■ Dataset records:
-------
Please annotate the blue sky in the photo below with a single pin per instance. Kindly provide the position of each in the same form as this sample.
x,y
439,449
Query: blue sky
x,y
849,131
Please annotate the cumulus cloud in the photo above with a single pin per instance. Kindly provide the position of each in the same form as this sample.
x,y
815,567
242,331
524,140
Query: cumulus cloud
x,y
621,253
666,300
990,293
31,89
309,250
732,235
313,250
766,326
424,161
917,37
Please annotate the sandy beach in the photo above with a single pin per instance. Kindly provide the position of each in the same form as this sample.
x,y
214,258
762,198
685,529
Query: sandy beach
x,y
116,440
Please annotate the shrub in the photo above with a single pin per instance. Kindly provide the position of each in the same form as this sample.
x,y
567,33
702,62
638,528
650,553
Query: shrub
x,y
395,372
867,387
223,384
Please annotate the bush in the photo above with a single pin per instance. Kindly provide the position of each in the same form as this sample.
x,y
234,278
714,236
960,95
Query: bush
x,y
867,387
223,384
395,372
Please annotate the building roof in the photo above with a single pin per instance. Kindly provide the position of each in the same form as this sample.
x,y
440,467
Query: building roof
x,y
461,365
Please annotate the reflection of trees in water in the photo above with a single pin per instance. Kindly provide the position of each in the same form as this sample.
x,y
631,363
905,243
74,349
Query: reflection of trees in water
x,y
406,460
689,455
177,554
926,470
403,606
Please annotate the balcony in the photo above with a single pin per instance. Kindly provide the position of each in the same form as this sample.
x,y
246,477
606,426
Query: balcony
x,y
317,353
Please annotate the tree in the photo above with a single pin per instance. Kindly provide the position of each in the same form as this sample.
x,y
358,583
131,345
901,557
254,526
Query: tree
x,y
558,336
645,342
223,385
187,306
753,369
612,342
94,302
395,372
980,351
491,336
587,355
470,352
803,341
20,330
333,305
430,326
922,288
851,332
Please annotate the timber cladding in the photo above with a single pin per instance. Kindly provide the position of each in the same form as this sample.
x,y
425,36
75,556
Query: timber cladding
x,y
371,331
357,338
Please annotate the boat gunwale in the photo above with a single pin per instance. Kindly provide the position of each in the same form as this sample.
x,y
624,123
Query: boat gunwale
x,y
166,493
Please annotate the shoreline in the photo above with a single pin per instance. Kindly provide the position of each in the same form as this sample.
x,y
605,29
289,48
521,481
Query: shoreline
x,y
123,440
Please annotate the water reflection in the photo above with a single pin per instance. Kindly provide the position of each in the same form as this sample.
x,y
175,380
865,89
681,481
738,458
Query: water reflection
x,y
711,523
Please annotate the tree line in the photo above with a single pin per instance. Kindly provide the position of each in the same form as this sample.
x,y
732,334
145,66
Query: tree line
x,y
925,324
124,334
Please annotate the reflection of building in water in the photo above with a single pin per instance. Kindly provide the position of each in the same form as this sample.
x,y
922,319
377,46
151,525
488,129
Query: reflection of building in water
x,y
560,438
-------
■ Short problem: Please format every line of the records above as a JSON list of strings, with one string per line and blank lines left out.

■ Worked answer:
[
  "Please annotate the blue sky in the photo below with a single pin per instance. Kindly provide the position of each in the same form as this sample.",
  "x,y",
  "439,449",
  "Query: blue sky",
  "x,y",
  "849,131",
  "Please annotate the cumulus cloud in the photo above with a single pin per instance. Kindly provide the position of each in the same form as this sample.",
  "x,y",
  "815,567",
  "242,331",
  "524,140",
  "Query: cumulus cloud",
  "x,y",
  "621,253",
  "666,300",
  "990,293",
  "31,89",
  "309,250",
  "732,235",
  "313,250",
  "766,326",
  "424,161",
  "917,37",
  "Please annotate the sandy beach in the photo above with a single pin per instance. Kindly provide the position of each in the same form as this sample.",
  "x,y",
  "214,258",
  "762,198",
  "685,529",
  "Query: sandy beach",
  "x,y",
  "116,440",
  "Please annotate the shrub in the photo above with a single pin per instance. Kindly provide the position of each in the same form as this sample.",
  "x,y",
  "567,33",
  "702,62",
  "638,528",
  "650,553",
  "Query: shrub",
  "x,y",
  "395,372",
  "867,387",
  "223,384",
  "Please annotate the bush in the photo above with a single pin per instance. Kindly provide the position of each in the same form as this sample.",
  "x,y",
  "234,278",
  "714,236",
  "960,95",
  "Query: bush",
  "x,y",
  "867,387",
  "223,384",
  "395,372",
  "Please annotate the building roof in the photo above with a single pin per instance. Kindly provide the position of each in the same form as this sample.",
  "x,y",
  "440,467",
  "Query: building roof",
  "x,y",
  "461,365",
  "Please annotate the reflection of trees in water in the photo above with a single pin per instance. Kindly provide the position of each in the same form as this sample.",
  "x,y",
  "631,363",
  "905,243",
  "74,349",
  "Query: reflection of trees in water",
  "x,y",
  "406,460",
  "689,455",
  "177,554",
  "926,470",
  "403,606",
  "Please annotate the balcony in the photo above with a single pin per instance. Kindly provide the position of each in the same form as this sample.",
  "x,y",
  "246,477",
  "606,426",
  "Query: balcony",
  "x,y",
  "317,353",
  "Please annotate the tree in the photo above with a single pin per instance. Kindly provide the position of each in the same form as this sample.",
  "x,y",
  "358,583",
  "131,345",
  "901,557",
  "254,526",
  "Query: tree",
  "x,y",
  "558,336",
  "645,342",
  "223,385",
  "187,306",
  "753,369",
  "612,342",
  "94,302",
  "395,372",
  "980,351",
  "491,336",
  "587,355",
  "470,352",
  "803,341",
  "20,330",
  "333,305",
  "430,326",
  "922,288",
  "851,332",
  "Please annotate the timber cladding in the photo above with a single pin per instance. Kindly provide the position of each in the same form as this sample.",
  "x,y",
  "425,36",
  "75,556",
  "Query: timber cladding",
  "x,y",
  "371,331",
  "357,338",
  "Please annotate the boat gunwale in the photo above with a single pin per instance. Kindly provide the position of each in the same form as this sample.",
  "x,y",
  "624,123",
  "Query: boat gunwale",
  "x,y",
  "166,493",
  "Please annotate the shoreline in the photo above with a single pin per instance. Kindly provide the position of each in the same form as this sample.",
  "x,y",
  "605,29",
  "289,48",
  "521,481",
  "Query: shoreline",
  "x,y",
  "123,440",
  "Please annotate the water reflection in the photo above with a single pin per instance. Kindly provide the position of each in the same form as this sample.",
  "x,y",
  "175,380",
  "865,89",
  "681,481",
  "738,458",
  "Query: water reflection",
  "x,y",
  "711,523",
  "Please annotate the tree line in the photo above with a single pin per instance. Kindly provide the position of each in the same form as this sample.",
  "x,y",
  "732,334",
  "145,66",
  "Query: tree line",
  "x,y",
  "925,324",
  "124,334",
  "Please annotate the reflection of building in water in the photo above with a single pin per instance. Kindly provide the position of each in the same form as this sample.",
  "x,y",
  "922,319",
  "377,46",
  "151,525",
  "488,129",
  "Query: reflection of building in water",
  "x,y",
  "560,438"
]